DIRECTIONS —
Lines before the one containing "spot the lamp shade" are excluded; reproduce that line and all lines after it in the entries below, exactly.

SOURCE MATERIAL —

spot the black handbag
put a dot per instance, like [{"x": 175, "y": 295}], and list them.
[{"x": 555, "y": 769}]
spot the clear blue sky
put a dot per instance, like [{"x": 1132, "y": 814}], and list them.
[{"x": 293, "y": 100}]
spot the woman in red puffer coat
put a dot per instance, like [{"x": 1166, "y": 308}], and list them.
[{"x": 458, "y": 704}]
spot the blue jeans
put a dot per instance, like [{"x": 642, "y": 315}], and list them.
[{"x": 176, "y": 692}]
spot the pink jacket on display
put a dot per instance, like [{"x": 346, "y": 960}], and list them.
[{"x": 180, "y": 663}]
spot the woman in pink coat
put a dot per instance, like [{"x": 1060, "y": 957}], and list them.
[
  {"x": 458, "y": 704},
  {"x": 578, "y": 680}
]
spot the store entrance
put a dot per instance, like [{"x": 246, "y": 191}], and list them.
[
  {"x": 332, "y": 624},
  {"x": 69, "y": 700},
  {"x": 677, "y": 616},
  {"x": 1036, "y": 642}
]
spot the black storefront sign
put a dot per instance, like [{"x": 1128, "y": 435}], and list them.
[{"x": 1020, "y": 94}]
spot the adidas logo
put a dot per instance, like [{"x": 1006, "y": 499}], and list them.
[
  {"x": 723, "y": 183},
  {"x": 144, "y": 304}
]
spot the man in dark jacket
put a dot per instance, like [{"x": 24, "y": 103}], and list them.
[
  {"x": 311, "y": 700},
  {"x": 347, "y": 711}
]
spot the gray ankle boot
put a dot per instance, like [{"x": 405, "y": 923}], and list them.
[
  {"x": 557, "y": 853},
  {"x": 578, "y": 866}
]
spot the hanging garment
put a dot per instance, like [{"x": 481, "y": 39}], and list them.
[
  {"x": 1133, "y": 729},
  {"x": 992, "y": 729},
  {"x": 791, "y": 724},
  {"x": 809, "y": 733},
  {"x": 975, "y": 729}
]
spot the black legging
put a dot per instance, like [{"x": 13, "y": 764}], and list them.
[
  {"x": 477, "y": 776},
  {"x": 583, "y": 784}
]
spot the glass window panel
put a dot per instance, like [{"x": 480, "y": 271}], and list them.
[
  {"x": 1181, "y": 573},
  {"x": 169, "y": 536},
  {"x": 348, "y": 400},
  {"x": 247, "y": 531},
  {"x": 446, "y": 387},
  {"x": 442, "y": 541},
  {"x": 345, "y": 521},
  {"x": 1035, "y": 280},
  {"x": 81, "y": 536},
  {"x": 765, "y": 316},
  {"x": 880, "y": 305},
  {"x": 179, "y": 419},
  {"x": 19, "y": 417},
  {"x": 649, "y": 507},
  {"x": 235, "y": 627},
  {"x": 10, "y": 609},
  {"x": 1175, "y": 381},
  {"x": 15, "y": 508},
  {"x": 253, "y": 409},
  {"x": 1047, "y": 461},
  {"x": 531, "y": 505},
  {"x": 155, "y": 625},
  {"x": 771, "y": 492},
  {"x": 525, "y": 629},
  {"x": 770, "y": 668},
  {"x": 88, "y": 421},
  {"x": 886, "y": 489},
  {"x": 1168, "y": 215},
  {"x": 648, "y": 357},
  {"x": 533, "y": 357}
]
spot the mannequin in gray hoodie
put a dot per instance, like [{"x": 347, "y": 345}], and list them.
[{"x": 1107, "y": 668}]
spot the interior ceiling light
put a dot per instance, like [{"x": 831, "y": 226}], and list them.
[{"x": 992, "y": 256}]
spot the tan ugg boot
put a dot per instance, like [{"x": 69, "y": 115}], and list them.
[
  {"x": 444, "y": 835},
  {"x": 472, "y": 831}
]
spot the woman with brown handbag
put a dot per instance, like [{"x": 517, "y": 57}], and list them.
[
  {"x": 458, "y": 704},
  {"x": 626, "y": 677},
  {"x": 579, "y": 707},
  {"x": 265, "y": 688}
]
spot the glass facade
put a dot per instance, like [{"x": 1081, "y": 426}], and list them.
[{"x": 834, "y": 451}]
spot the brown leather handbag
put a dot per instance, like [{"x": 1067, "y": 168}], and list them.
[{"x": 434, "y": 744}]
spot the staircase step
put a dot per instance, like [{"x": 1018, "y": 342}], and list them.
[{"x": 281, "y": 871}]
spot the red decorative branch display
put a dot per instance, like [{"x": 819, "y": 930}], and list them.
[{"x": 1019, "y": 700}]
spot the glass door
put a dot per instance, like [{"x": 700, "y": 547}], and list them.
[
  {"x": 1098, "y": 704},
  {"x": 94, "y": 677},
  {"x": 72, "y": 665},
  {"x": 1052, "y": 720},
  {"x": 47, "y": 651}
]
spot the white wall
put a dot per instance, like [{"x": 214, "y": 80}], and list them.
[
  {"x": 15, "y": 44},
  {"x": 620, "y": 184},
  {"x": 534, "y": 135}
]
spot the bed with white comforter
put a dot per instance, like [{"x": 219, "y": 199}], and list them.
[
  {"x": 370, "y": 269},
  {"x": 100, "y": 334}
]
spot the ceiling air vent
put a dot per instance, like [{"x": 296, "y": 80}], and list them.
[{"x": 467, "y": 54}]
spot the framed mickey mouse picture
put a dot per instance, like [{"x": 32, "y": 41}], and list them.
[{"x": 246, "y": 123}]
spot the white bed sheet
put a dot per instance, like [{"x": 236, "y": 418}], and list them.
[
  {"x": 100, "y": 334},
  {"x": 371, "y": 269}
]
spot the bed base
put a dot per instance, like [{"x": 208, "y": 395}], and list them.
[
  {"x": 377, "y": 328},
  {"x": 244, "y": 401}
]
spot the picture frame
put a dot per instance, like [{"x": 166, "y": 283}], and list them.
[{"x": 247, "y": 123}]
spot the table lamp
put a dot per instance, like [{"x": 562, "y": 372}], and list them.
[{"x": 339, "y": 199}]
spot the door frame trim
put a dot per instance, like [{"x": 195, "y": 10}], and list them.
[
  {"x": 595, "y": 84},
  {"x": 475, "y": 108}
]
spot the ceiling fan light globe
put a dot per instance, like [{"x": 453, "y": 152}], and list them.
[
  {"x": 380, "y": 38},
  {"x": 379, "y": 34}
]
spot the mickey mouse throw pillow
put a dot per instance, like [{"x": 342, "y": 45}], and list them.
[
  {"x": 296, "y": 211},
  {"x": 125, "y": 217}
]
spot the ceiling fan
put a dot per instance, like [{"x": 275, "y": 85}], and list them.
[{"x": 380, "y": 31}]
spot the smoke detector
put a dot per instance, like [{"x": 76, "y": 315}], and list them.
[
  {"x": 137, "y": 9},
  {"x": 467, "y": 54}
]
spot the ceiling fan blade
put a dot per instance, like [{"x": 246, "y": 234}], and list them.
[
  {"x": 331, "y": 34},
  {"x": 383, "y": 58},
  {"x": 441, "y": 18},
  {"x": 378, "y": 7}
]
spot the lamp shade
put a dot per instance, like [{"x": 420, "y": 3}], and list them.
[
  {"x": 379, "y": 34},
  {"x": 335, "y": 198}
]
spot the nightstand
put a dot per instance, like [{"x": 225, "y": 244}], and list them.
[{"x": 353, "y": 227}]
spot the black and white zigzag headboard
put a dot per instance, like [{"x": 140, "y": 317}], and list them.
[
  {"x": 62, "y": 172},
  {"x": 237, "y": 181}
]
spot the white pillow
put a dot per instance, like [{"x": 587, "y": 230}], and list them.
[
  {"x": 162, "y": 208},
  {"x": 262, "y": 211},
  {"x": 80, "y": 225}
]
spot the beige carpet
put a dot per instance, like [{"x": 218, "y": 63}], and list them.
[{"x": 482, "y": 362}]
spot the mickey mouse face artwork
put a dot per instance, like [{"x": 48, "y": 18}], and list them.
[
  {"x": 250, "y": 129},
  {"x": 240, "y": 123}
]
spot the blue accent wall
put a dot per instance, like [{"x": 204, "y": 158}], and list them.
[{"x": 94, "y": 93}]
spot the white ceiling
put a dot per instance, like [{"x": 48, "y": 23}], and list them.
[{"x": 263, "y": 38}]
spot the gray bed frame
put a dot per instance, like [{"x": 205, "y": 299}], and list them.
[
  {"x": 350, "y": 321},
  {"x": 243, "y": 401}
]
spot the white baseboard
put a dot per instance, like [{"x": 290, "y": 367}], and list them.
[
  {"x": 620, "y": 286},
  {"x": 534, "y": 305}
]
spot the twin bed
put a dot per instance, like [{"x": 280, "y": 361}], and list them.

ANSWER FOR THIS EXERCISE —
spot the lamp shade
put a dot per instance, like [{"x": 420, "y": 3}], and list them.
[
  {"x": 379, "y": 34},
  {"x": 335, "y": 198}
]
spot the nightstand
put a dot per instance, like [{"x": 225, "y": 244}], and list them.
[{"x": 353, "y": 227}]
spot the black and white zigzag headboard
put a dot per instance, like [{"x": 140, "y": 317}], and list them.
[
  {"x": 62, "y": 172},
  {"x": 237, "y": 181}
]
spot the white pillow
put a dot per instance, like [{"x": 587, "y": 230}], and list them.
[
  {"x": 162, "y": 208},
  {"x": 262, "y": 211},
  {"x": 80, "y": 225}
]
spot the beige carpet
put a dot per instance, like [{"x": 218, "y": 63}], and list them.
[{"x": 482, "y": 362}]
spot the mickey mouse face artwork
put a dot per instance, like [{"x": 48, "y": 18}], and list them.
[
  {"x": 250, "y": 129},
  {"x": 240, "y": 123}
]
spot the blue accent wall
put a dot per instance, like [{"x": 204, "y": 158}], and list them.
[{"x": 94, "y": 93}]
spot the white ceiling
put a dot per instance, like [{"x": 48, "y": 23}], and list them.
[{"x": 263, "y": 38}]
spot the gray bed frame
put a dot per instance, like [{"x": 205, "y": 299}], and list them.
[
  {"x": 350, "y": 321},
  {"x": 243, "y": 401}
]
spot the white baseboard
put a dot per instance, like [{"x": 290, "y": 367}], and list them.
[
  {"x": 620, "y": 286},
  {"x": 534, "y": 305}
]
spot the twin bed
put a dot per instance, like [{"x": 280, "y": 361}], and list them.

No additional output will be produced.